** begin Input material **

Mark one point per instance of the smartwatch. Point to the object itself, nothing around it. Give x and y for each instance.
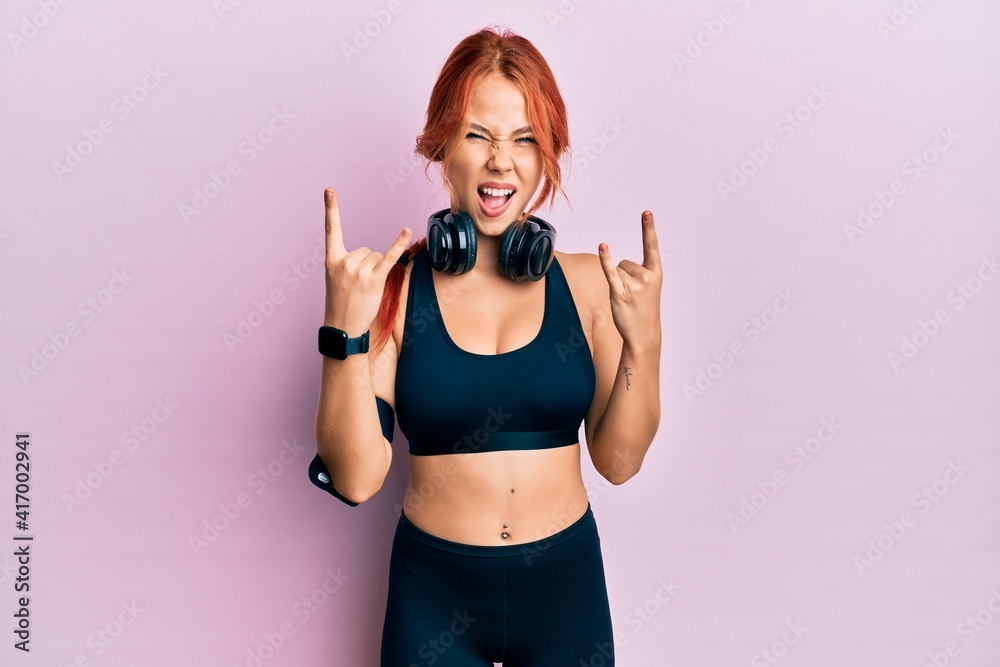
(334, 343)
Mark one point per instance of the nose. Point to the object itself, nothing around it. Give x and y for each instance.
(500, 160)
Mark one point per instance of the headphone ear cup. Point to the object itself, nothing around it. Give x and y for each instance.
(527, 251)
(451, 242)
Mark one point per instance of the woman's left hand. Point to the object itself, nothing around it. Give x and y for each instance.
(635, 290)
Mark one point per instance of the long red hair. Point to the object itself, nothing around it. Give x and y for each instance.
(479, 55)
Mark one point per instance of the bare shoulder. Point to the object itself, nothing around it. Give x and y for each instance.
(585, 276)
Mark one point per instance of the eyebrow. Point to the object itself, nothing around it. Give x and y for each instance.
(480, 128)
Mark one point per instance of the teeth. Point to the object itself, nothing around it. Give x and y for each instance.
(495, 192)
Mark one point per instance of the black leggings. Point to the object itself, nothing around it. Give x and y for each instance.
(539, 604)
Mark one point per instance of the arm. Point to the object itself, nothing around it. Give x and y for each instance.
(351, 435)
(627, 341)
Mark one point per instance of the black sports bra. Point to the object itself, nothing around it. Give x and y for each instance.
(451, 401)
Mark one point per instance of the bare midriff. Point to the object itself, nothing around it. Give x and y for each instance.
(496, 498)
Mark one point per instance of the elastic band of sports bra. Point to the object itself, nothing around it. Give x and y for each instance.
(495, 442)
(503, 551)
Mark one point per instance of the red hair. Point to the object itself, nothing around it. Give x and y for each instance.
(477, 56)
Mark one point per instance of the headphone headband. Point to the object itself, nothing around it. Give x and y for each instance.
(526, 248)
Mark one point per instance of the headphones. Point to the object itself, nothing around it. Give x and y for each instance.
(526, 249)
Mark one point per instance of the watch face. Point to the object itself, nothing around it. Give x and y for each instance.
(333, 342)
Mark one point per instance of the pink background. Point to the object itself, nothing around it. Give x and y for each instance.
(687, 585)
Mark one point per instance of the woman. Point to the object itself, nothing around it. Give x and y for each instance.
(496, 556)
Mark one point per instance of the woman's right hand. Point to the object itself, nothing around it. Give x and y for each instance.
(354, 280)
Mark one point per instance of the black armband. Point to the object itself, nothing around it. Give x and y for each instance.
(318, 473)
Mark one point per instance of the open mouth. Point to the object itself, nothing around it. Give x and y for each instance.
(494, 201)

** end Input material **

● Short problem
Please print all of the records above line for line without any changes, and leave out the pictures.

● Response to this task
Mark one point per instance of the smartwatch. Point to the object itself, nothing around it. Give x and y for each instance.
(334, 343)
Mark one point per instance of the nose. Point to the object itself, nothing around it. Give x and y for each instance.
(500, 160)
Mark one point per instance of the headphone ear cup. Point to the object itself, nothing around it. Give x and y for each instance.
(527, 251)
(451, 242)
Mark one point per instance of the woman's left hand. Point to the object itself, nothing around it. Give x and y for each instance.
(635, 290)
Mark one point per instance of the long red hair. Point to the object itself, nothing around it. Give x and y for each instance.
(479, 55)
Mark one point per instance of the bare shoulder. Point to the object itself, nothing around it. Give x and y for each instance.
(585, 276)
Mark one point per instance of the eyebrow. Point to the object itself, nothing around it. Give x and y for each instance.
(480, 128)
Mark one point per instance of the teeth. Point to the object itself, nothing around it. Give x and y for each instance.
(495, 192)
Mark one point per instance of the black leggings. Point to the object itself, nothing around it. Give x and y for each instance.
(539, 604)
Mark one point per instance of the arm. Point to the object itself, nothing around it. Give x and y for each instance.
(351, 435)
(627, 341)
Mark one point per instance of the black sports bra. Point to the object itself, nothing around it. Give x and y for each instance.
(451, 401)
Mark one point per instance of the bare midriff. Point to the object itself, nothing around it. Give x and y for each instance.
(496, 498)
Mark one point per instance of the elastic band of sports bra. Point to the object itself, nothing around it. Give x and y for each instance.
(495, 442)
(503, 551)
Mark one point per instance of the red hair. Point to the object itself, nothing around it. Give x and y for each instance.
(477, 56)
Mark one point per instance of the headphone headband. Point to the object itself, nothing around it. Give x and y for each instance.
(526, 248)
Mark one point per instance of the headphones. Point to the object itself, nothing around it. Give x and y for each instance.
(526, 249)
Mark one point per instance of the watch face. Point to the object itself, nothing around it. Give x and y for each instance.
(333, 342)
Mark one point per instance of the pink background. Point to the object itself, nothing around it. Give x and y for each instance.
(687, 585)
Mark one point per instance of the woman. Point to the object itself, nothing around it. Give x and y for each instance.
(496, 556)
Mark one point per instance of the woman's right hand. Point to the object itself, nothing around it. Give x and y for each instance.
(354, 280)
Mark one point per instance of the black armband. Point to the object itself, nothing around it. Give x and y for each instance.
(318, 473)
Mark one point per instance of the open mouth. Point to the object itself, nothing around it. Give x and y for each instance.
(494, 201)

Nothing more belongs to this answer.